# ACTION ITEM
Every entry must be given again exactly.

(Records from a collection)
= = =
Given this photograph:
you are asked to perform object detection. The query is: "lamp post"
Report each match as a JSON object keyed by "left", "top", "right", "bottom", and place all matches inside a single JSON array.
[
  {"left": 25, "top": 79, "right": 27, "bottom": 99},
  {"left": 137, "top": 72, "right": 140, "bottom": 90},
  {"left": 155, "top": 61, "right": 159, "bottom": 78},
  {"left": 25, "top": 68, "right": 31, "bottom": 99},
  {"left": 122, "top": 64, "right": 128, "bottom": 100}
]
= = =
# REPLY
Given this photograph:
you are asked to perform object detection. The query is: "lamp post"
Report each match as a JSON object keyed by "left", "top", "right", "bottom", and place all matches inside a single JSON array.
[
  {"left": 25, "top": 79, "right": 27, "bottom": 99},
  {"left": 137, "top": 72, "right": 140, "bottom": 90},
  {"left": 155, "top": 61, "right": 159, "bottom": 78},
  {"left": 25, "top": 68, "right": 31, "bottom": 99},
  {"left": 122, "top": 64, "right": 128, "bottom": 100}
]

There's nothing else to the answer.